> [Aim of the task]:
Would you set down all of the entries below exactly as they stand?

> [Data to examine]:
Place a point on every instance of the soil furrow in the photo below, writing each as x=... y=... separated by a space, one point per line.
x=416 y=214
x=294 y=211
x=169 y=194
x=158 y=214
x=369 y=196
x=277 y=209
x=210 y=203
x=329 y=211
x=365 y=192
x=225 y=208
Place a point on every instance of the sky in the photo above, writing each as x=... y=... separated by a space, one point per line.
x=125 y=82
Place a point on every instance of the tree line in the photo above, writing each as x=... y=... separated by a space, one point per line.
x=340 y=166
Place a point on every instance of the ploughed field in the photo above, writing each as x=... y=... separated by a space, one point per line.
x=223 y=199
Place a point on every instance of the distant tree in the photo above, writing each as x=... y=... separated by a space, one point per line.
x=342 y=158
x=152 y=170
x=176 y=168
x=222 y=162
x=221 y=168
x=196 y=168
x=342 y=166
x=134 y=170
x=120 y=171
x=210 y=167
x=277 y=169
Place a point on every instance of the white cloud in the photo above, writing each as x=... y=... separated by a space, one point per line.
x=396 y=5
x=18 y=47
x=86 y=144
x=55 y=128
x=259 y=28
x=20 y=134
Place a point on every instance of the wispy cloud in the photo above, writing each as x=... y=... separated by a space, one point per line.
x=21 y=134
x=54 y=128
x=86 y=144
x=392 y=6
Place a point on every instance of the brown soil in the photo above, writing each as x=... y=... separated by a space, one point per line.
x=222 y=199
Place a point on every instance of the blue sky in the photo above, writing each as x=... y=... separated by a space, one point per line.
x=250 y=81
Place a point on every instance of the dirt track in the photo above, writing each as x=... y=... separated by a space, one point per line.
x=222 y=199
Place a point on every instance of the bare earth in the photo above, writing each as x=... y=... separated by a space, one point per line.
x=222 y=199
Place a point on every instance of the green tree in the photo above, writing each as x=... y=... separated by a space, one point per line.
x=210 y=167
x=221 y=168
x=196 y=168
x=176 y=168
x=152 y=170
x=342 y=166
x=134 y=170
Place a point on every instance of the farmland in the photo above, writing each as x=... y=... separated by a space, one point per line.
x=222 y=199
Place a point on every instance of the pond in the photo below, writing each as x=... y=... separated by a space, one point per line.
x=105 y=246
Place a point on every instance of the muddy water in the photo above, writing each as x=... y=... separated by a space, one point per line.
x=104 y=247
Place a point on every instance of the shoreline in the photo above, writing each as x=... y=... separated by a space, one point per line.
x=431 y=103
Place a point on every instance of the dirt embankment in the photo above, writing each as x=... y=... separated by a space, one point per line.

> [Solution]:
Place a point on every instance of the soil furrow in the photo below, writing each as x=... y=... separated by a space, one point per line.
x=416 y=214
x=294 y=211
x=169 y=194
x=158 y=214
x=369 y=196
x=277 y=209
x=210 y=203
x=329 y=211
x=365 y=192
x=225 y=208
Place a point on every instance of the sky in the photo above, writing each as x=... y=... separated by a space, one point per line.
x=125 y=82
Place a point on every instance of the tree line in the photo above, writing each as x=... y=... separated by a space, one point per line.
x=340 y=166
Place a point on every instance of the ploughed field in the photo above, writing each as x=... y=... separated by a space, one point per line.
x=223 y=199
Place a point on every instance of the distant tree in the photo above, writing each as x=... y=... separated by a space, one point per line.
x=342 y=158
x=152 y=170
x=176 y=168
x=222 y=162
x=221 y=168
x=196 y=168
x=342 y=166
x=134 y=170
x=120 y=171
x=210 y=167
x=277 y=169
Place a point on every instance of the white cloud in the photo above, writing each as x=... y=... separated by a space, one point per line.
x=396 y=5
x=18 y=47
x=86 y=144
x=55 y=128
x=259 y=28
x=20 y=134
Place a point on every instance of the wispy cloud in the photo above, writing each as x=... y=... separated by a space, one point per line.
x=21 y=134
x=54 y=128
x=86 y=144
x=392 y=6
Place a point on every instance of the brown soil in the photo above, writing each as x=... y=... separated by a space, one point per line.
x=222 y=199
Place a point on every instance of the blue sky in the photo above, writing each as x=... y=... separated by a space, one point per line.
x=250 y=81
Place a point on every instance of the dirt track in the photo above, writing each as x=... y=... separated by a space, one point per line.
x=222 y=199
Place a point on every instance of the bare earth in the photo above, writing each as x=... y=... separated by a space, one point per line.
x=222 y=199
Place a point on every instance of the green tree in the photo above, writing each as x=... y=... separated by a space, one point per line.
x=210 y=167
x=221 y=168
x=196 y=168
x=176 y=168
x=152 y=170
x=342 y=166
x=134 y=170
Place a point on every instance of the farmland in the photo above, writing each as x=... y=... separated by a space, one point per line.
x=222 y=199
Place a point on every instance of the pond in the photo below, writing each as x=... y=... separated by a space, one point per line.
x=105 y=246
Place a point on every instance of the muddy water in the photo above, writing each as x=... y=... separated by a space, one point per line.
x=104 y=247
Place a point on every instance of the shoreline in the photo above, writing each as x=... y=... separated by a space, one point per line.
x=431 y=103
Place a point on every instance of the dirt embankment in the photo above, writing each as x=... y=... separated by a space, one point per line.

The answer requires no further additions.